Entries from a dataset

┌────────

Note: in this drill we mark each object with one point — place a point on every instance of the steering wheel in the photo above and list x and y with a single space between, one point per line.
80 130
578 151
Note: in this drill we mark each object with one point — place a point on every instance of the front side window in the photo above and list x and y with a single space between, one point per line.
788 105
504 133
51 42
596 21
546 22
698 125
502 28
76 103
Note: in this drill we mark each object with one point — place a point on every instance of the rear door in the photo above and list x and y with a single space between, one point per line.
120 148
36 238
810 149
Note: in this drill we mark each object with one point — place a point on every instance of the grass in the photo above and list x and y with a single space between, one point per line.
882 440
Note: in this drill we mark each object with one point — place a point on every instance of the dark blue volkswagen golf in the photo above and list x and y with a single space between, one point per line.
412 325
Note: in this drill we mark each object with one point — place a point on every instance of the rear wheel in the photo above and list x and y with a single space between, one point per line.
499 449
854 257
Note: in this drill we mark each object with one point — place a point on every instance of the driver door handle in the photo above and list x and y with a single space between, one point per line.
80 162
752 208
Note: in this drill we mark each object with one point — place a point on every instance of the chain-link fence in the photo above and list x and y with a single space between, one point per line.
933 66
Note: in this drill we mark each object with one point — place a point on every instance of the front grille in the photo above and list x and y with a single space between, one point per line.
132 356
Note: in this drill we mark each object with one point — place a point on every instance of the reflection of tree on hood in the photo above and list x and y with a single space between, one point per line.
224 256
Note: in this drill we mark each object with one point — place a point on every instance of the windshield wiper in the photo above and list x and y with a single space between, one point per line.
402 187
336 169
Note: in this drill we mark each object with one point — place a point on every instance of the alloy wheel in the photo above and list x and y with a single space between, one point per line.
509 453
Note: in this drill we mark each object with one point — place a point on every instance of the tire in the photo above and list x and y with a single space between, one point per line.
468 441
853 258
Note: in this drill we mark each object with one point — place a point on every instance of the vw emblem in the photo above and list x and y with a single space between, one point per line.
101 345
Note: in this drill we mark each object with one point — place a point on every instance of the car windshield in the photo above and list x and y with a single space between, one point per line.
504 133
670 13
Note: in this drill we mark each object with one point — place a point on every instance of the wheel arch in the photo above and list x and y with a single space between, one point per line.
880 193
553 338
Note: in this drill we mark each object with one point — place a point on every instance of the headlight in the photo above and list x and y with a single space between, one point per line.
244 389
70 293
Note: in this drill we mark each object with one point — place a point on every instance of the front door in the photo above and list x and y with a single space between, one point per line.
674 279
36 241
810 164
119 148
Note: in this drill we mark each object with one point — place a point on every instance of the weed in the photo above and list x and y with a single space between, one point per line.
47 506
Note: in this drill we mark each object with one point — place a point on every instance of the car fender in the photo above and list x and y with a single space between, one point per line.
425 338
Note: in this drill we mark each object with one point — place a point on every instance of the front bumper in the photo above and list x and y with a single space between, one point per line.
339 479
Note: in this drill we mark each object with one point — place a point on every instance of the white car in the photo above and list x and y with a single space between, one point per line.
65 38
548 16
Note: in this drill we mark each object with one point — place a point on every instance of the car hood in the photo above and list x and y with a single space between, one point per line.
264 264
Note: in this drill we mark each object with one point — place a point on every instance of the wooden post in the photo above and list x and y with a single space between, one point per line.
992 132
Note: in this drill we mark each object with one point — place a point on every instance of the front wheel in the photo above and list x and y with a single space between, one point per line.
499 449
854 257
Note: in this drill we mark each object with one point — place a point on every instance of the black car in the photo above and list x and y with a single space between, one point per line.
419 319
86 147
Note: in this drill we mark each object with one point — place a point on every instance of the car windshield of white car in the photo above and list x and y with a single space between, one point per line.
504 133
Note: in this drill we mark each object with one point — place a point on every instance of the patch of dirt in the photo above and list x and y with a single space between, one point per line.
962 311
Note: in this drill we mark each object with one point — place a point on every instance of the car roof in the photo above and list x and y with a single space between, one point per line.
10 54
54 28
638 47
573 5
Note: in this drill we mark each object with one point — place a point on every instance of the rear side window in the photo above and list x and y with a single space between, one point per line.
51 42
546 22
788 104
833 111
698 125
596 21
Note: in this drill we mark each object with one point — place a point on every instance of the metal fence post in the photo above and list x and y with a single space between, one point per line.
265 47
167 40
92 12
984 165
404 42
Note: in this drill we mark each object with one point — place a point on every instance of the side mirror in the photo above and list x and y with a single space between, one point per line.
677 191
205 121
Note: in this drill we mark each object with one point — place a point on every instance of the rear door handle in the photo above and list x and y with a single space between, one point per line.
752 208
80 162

└────────

● Aim
Repeat every entry word for word.

● Task response
Note: in this drill we mark each object with one point — place a point on every instance of the steering wheel in the photo above and list x and y with a single space between, one point per line.
80 130
578 151
Note: in this drill we mark each object with one point — place a point on every instance of the front side window in the photo above and list x and y with a single space between, one point per line.
788 105
504 133
51 42
596 21
546 22
698 125
502 28
76 103
Note: in this drill we mark each object with one point — place a point on every instance of the rear door in the photo above and list x and y with a single space between, one point per line.
120 148
36 238
810 149
Note: in this drill we mark each object with one point — place a point on every instance of the grass in the photo above and list x and y with a single space between, one point per line.
882 440
Note: in this drill we mark each object with one point — place a point on every instance of the dark blue volkswagen golf in the photo above and list x and y with a single space between, one point per line.
412 325
Note: in this drill we mark each object with one point — place a point on every instance of the rear wheel in the photo above and list x and y with a single space between, one point per line.
499 449
854 257
Note: in this drill we mark each object with one point — place a point on every instance of the driver door handle in the photo above and list x and y with a single space between, one point per line.
80 162
752 208
Note: in this drill we mark each object with one point — place a point on every instance of the chain-link fence in the photo above and list x and y with a single space between, one point per line.
933 66
Note: in this drill we mark each object with one point — place a point on every instance of the front grille in the photo above and list x and y with a single space between, one point per line.
132 356
Note: in this drill we mark each object with one point — place a point on every instance of the reflection of tree on hood in the photo above and list x and y with a single space between, one point per line.
224 256
Note: in this drill we mark each object with one point — place a point on every instance of the windshield wiper in the photo above and list x and y with a single space between, one point per line.
402 187
336 169
Note: in this drill we mark each object with one point — place a point on every instance of the alloy wheel in the photo above and list x and y with a single space between, one point per line.
509 453
Note: in this drill we mark each object with one point — place a point on every instance of the tire in the photo above and list x and y with a single space between, one point per line.
468 441
853 258
Note: in this drill we mark each object with one point — place a point on every instance of the vw emblem in the photo above and list x and y with a single space between, one point per line.
101 345
Note: in this drill we mark each object with one point — place a point on every instance of the car windshield in the photo above and list x and y with a single space between, one point per line.
504 133
670 13
Note: in this drill we mark each object with one point — place a point on every instance of the wheel arch in the photo above and list x and y with a single space between, one point per line.
880 193
553 338
Note: in this drill we mark each object with one point — place a point on every instance of the headlight in the photo above and list x and y with a single space between, one point per line.
244 389
70 293
Note: in this drill we mark each object with one point — place a point on every instance of the front door in the photo above and list x and y with a single space between, one point per line.
674 279
36 241
810 164
119 148
Note: in this drill we mark each object with one point — place a point on every instance of the weed in the photo above and list x and y with a single space between, one point per line.
47 506
Note: in this drill we mark each object with one point — place a point on every instance of the car fender in the photo above and list x and y with a single space between, one point per line.
425 338
Note: in this drill we mark each object with one point — place a point on every instance of the front bumper in the photo above and list x and y with a single space between, one point per line.
339 479
Note: in this drill we mark each object with one point — place a point on every instance of the white car in the photo above and list x and y with a single space between, one point per line.
65 38
548 16
Note: in this drill we mark each object with one point — place a point on every instance of the car hood in the photo above and list x and y with a single space between, one point per line.
264 264
Note: in this drill we mark each object with one point — place a point on every instance of the wooden post in the photo above and list x and y with a single space between, one point per line.
992 132
Note: in this drill we mark each object with one point — place a point on every instance of the front wheel in the photo above and list x and y with a single space between, one point per line.
499 449
854 257
Note: in this drill we mark each object with one point — place a point on every instance of the black car in the photo above and list x and y with a single space between, one point per line.
419 319
86 147
Note: in this drill we mark each object with one point — place a point on every instance of the car windshield of white car in the photo above and list x and y with a single space between, one point per line.
504 133
Note: in this drill we mark each object with one point — place a point on every instance of the patch of dirt in the photo above and list x and y with a single space between, one point per line.
962 311
Note: in this drill we mark each object with one point — place a point on every instance of the car roof in the photo above and list x and y with a single space between, one point per line.
10 54
54 28
638 47
573 5
Note: in this drill we mark each object with one point — place a point on every instance of the rear side window in the photo above and list x and y with a single space between, one point per line.
51 42
546 22
788 104
833 111
698 125
596 21
Note: in this drill we mark each object with one point — place a point on every instance of the metal fence post in the photo above and list x and y with a single space between, one point per line.
265 47
167 40
92 12
984 165
404 42
Note: in this drill we mark each object with one point — place a point on every instance of the side mirror in the photo above and list x and y with a single space between, one point per line.
677 191
205 121
Note: in this drill we mark each object with one point — place a point on every instance of the rear door handle in the photo above and list x and y with a single space between, one point per line.
752 208
80 162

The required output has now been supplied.